> _TASK OBJECTIVE_
Look through the data below and work out how many lines contain the string "coordinates". Give the number alone.

Items listed in a dataset
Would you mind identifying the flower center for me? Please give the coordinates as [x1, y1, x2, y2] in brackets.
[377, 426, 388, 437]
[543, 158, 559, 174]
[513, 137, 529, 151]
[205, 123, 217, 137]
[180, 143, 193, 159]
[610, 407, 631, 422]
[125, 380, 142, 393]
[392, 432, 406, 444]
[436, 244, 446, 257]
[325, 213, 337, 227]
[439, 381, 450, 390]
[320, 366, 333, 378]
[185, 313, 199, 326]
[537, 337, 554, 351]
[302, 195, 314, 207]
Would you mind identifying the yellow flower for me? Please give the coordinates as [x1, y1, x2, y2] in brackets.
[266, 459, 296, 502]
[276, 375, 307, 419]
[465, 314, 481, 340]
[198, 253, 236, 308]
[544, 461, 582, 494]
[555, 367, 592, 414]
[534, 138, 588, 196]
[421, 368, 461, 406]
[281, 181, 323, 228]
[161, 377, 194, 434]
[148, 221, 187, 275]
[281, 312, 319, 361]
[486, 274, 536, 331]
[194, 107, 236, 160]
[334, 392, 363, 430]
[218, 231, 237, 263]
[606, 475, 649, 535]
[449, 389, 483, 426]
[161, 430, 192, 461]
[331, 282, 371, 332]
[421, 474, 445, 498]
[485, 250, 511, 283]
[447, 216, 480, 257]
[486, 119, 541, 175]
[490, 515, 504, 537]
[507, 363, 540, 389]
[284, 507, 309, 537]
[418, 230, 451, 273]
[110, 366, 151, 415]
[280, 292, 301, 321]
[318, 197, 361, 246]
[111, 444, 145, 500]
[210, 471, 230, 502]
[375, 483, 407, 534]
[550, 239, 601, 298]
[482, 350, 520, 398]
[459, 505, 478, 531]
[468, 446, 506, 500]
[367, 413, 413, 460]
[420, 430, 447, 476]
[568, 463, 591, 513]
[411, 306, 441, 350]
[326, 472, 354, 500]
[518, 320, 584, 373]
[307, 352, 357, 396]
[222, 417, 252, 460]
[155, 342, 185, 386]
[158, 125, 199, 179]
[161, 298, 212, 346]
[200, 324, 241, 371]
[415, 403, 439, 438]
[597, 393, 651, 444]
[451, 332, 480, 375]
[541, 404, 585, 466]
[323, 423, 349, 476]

> _SOLUTION TO THIS TASK_
2